> [TASK INSTRUCTIONS] Rewrite the stretch of the listing from the line containing "tire, that would be wonderful." through the end, requests included, and shift every coordinate in the answers up by 10. Leave all other lines unchanged.

+-------+

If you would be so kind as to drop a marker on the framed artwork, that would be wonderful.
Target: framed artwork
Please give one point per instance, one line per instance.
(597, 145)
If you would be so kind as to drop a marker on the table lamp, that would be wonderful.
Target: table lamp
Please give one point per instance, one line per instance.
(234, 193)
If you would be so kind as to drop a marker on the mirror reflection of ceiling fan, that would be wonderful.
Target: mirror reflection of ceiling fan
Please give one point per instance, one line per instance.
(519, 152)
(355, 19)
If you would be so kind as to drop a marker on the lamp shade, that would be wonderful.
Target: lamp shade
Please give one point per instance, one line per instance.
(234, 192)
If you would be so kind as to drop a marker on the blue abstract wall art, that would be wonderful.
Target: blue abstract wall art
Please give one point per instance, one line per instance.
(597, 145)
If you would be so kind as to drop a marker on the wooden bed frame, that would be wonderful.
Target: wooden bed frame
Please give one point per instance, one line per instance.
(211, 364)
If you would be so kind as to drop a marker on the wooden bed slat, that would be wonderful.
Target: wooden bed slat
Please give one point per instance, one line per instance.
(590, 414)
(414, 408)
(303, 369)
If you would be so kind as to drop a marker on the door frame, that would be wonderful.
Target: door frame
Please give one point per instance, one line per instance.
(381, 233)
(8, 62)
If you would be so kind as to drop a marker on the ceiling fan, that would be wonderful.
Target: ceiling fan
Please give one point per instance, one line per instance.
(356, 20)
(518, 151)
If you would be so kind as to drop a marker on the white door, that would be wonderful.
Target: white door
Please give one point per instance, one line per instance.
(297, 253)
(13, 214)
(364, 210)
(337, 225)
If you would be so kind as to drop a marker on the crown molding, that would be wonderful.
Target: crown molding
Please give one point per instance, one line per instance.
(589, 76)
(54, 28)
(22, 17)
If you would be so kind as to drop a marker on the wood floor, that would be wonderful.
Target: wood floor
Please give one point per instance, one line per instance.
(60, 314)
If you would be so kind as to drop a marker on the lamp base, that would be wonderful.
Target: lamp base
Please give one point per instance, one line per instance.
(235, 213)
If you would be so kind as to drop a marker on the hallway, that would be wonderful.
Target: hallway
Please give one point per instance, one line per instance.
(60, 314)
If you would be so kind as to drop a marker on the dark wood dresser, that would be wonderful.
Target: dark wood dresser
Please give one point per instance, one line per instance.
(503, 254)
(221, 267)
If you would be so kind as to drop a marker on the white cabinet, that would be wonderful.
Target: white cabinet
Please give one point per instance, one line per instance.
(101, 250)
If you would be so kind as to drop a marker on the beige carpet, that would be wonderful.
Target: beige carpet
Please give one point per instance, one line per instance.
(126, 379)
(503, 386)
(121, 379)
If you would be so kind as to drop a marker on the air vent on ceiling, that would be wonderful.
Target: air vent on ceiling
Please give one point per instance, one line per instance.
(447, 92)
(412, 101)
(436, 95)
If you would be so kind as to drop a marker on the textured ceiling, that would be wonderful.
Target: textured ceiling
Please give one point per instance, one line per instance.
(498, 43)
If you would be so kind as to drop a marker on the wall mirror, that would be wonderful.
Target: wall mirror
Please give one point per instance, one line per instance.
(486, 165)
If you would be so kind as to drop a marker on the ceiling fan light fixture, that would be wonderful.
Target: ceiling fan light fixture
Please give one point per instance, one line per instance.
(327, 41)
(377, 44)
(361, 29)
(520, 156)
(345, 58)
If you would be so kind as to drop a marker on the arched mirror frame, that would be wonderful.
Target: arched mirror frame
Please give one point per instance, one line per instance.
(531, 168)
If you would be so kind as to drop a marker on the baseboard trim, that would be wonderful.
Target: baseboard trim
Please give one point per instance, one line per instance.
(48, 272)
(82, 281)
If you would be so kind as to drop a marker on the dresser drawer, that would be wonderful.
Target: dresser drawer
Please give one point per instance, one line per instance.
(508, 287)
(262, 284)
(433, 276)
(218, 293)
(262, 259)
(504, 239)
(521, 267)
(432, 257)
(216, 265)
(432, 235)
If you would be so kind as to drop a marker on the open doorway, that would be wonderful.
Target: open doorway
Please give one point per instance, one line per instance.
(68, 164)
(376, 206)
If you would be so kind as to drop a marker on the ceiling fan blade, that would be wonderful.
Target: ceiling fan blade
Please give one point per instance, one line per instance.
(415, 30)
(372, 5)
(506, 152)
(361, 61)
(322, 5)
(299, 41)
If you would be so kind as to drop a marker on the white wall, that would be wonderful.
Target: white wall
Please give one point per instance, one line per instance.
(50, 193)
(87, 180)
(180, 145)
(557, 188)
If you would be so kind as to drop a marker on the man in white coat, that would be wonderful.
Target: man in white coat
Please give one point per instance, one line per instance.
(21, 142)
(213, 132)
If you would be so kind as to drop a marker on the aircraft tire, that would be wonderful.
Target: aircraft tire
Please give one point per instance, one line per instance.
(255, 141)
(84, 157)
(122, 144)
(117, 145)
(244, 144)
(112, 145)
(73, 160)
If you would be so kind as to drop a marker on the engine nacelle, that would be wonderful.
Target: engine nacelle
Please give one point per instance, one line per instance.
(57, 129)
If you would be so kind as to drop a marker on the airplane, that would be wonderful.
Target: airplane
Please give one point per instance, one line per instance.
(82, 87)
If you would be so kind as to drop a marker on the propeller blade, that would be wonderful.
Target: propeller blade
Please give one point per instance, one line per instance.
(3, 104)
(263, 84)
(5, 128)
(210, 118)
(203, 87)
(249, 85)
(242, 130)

+-------+

> [SOLUTION TO THIS EXERCISE]
If you would be so kind as to drop a marker on the aircraft tire, that would be wonderful.
Target: aircraft tire
Please give one point per instance, one line per instance.
(265, 151)
(94, 167)
(132, 154)
(127, 155)
(254, 154)
(122, 155)
(83, 170)
If you would be so kind as to drop a marker on the engine nacelle, that would be wonderful.
Target: engine nacelle
Please give one point per instance, one line per instance.
(67, 139)
If you would be so kind as to drop a marker on the airplane, that would be wonderful.
Target: airplane
Please give one point per instance, one line per instance.
(92, 97)
If you would be so kind as to drop a marker on the propeller blade, that would be wonderful.
Target: propeller blade
Please give one point per instance, one line per instance.
(13, 114)
(273, 94)
(15, 138)
(220, 128)
(213, 97)
(259, 95)
(252, 140)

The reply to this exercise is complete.